Written problem
Reproduce every one of the rows below word for word, with no changes.

Available records
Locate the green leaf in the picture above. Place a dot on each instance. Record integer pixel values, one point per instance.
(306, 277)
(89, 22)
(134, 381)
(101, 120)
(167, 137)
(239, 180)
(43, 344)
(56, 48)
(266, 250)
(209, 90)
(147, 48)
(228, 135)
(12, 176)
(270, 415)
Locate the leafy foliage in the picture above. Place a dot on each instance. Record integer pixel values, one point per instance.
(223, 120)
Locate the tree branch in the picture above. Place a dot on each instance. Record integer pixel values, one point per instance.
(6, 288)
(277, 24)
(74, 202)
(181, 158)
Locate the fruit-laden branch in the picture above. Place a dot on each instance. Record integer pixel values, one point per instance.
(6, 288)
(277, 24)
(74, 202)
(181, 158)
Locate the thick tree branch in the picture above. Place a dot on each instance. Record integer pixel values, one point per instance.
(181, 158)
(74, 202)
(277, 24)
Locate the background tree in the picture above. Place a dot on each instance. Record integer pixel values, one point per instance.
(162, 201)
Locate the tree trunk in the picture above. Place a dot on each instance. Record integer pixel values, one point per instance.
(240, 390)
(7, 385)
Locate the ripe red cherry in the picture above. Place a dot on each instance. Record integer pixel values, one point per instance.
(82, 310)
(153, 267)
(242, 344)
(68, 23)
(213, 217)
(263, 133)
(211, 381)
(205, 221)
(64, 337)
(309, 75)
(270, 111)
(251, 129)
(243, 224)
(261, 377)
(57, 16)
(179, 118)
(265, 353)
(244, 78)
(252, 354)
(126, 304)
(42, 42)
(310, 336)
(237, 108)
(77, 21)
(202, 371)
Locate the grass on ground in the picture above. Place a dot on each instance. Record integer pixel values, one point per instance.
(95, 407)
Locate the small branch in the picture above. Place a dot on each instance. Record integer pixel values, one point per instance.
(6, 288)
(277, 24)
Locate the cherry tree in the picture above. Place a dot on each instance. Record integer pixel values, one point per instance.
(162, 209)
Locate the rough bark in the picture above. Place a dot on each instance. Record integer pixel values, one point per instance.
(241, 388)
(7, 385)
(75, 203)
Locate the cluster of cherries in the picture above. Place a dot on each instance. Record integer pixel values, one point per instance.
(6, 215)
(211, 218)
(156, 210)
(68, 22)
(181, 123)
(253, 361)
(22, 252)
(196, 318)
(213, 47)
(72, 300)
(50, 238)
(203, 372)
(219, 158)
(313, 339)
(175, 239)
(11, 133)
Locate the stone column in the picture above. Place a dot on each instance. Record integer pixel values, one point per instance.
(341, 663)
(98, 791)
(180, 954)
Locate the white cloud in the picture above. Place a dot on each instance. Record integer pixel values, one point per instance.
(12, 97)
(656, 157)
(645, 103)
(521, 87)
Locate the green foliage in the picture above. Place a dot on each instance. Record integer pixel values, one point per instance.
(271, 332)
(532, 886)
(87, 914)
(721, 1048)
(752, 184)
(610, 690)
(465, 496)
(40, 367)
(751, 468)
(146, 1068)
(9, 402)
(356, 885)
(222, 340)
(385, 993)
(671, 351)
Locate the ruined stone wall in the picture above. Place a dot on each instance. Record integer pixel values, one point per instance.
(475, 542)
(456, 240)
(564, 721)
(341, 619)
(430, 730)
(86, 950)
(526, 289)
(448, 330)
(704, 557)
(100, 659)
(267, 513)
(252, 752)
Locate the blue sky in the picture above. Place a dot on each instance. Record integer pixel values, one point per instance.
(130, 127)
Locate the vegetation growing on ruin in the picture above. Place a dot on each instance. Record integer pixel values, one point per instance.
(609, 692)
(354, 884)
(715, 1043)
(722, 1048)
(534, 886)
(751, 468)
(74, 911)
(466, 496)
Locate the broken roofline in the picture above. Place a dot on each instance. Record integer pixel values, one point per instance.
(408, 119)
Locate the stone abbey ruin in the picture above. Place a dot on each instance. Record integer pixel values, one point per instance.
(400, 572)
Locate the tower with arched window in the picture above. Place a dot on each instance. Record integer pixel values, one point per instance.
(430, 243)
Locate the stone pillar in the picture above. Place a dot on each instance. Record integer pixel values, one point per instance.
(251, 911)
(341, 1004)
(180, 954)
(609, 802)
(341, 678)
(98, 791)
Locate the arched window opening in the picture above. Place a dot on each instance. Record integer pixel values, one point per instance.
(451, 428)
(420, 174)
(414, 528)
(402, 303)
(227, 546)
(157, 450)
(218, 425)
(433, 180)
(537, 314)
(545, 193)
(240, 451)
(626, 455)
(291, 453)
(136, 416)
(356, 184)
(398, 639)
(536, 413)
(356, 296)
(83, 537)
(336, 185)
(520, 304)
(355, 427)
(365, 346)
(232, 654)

Solution for this task
Locate the green leaf in the picture above. Place a dot on each instance. Record integer pixel values, one point per instance.
(306, 277)
(89, 22)
(134, 381)
(101, 120)
(167, 137)
(239, 180)
(43, 344)
(56, 48)
(266, 250)
(209, 90)
(147, 48)
(228, 135)
(12, 176)
(270, 415)
Locate the leafy foliage in the picture above. Place a dot on each instance. Record integer pixel values, one point per instance.
(223, 120)
Locate the tree branch in the picture above. Place a dot on each instance. Record integer pixel values, one point per instance.
(6, 288)
(277, 24)
(74, 202)
(181, 158)
Locate the fruit-laden branch in the picture above. Place a dot on each instance. Record integer pixel values, one point per instance.
(6, 288)
(277, 24)
(74, 202)
(181, 158)
Locate the thick tree branch in the picture above. Place a dot on each instance. Record integer pixel values, one point per instance.
(181, 158)
(74, 202)
(277, 24)
Locate the background tree in the picture above. Place a dot on each instance. Record integer pixel values, one point per instance.
(162, 201)
Locate the tree trunk in the picture above. Place a dot on each instance. Record integer pixel values, one point per instance.
(240, 390)
(7, 385)
Locate the ripe red cherry in the picture above. Place a dot on each instance. Record integer pixel values, one point per instance.
(82, 310)
(153, 267)
(242, 344)
(68, 23)
(213, 217)
(263, 133)
(211, 381)
(205, 221)
(64, 337)
(309, 75)
(270, 111)
(251, 129)
(243, 224)
(261, 377)
(57, 16)
(179, 118)
(265, 353)
(244, 78)
(252, 354)
(126, 304)
(42, 42)
(310, 336)
(237, 108)
(77, 21)
(202, 371)
Locate the grass on ground in the picture above. Place a dot on each instance. Record integer pixel values, one point per instance.
(95, 407)
Locate the small branch in the picture above. Place a dot on each instance. Record integer pixel values, one point per instance.
(6, 288)
(277, 24)
Locate the cherry tree in the picture above. Place a dot on each instance. Record integer pixel values, one point per instance.
(162, 209)
Locate the rough bark in the picture above. Place a dot on each instance. Record integer pixel values, one point per instance.
(241, 388)
(7, 385)
(75, 203)
Locate the cluster of cherries in the picture above. Place a dot on each instance. Record integer pixel values, one point per instance.
(6, 215)
(211, 218)
(156, 210)
(68, 22)
(181, 123)
(253, 361)
(22, 252)
(196, 318)
(213, 47)
(72, 300)
(50, 238)
(203, 372)
(219, 158)
(313, 339)
(175, 239)
(11, 133)
Locate the stone column in the picture above. Place a dot on each instance. Record integer pixel values, one point per instance.
(341, 663)
(98, 791)
(180, 954)
Locate the white cloud in the picture above. Place a dot on each instance. Record integer pixel values, one point per instance.
(12, 97)
(656, 157)
(645, 103)
(521, 87)
Locate the green foliage in the picture above. Place a dot on each instance. Record integer pixel values, one point per instance.
(271, 332)
(532, 886)
(87, 914)
(721, 1048)
(752, 184)
(610, 690)
(465, 496)
(40, 367)
(751, 468)
(146, 1068)
(9, 402)
(356, 885)
(222, 340)
(385, 993)
(671, 351)
Locate the ruined stone wall in the picture above. Place a dot on each instance. Record integer pixel values, one point per instance.
(475, 542)
(456, 240)
(564, 721)
(341, 619)
(430, 730)
(86, 950)
(526, 289)
(448, 330)
(704, 557)
(100, 659)
(267, 513)
(252, 752)
Locate the blue sky in the picture above. Place a dot on each instance. Record integer pixel values, one point per instance.
(130, 127)
Locate the vegetation growing on ruin in the picture above. Place a dot on each instance. Record integer pixel values, one point per instance.
(609, 692)
(354, 884)
(715, 1043)
(722, 1048)
(534, 886)
(751, 468)
(74, 911)
(466, 496)
Locate the broken roofline in the picture above. Place a dot on each instance. Record integer pixel values, one point per instance.
(408, 119)
Locate the stone abbey ruin in the picture above. Place a dot on each instance. Record integer pixel values, one point per instance.
(400, 572)
Locate the tower with arched window in the picture above. Place a dot on each instance. Record integer pixel values, one point per instance.
(430, 243)
Locate the stone pillar in the picture above. Place a dot on each instance. Record integer pixel values, one point per instance.
(251, 911)
(341, 1004)
(180, 954)
(609, 802)
(341, 678)
(98, 791)
Locate the arched window opening in the picture above. Place a dot on each instance. Record integer pixel values, one point per instance.
(451, 428)
(420, 174)
(414, 528)
(402, 303)
(227, 546)
(157, 450)
(218, 425)
(433, 180)
(537, 314)
(545, 193)
(240, 451)
(626, 455)
(291, 453)
(136, 416)
(356, 184)
(398, 639)
(536, 413)
(356, 296)
(83, 537)
(336, 185)
(520, 304)
(355, 427)
(365, 346)
(232, 654)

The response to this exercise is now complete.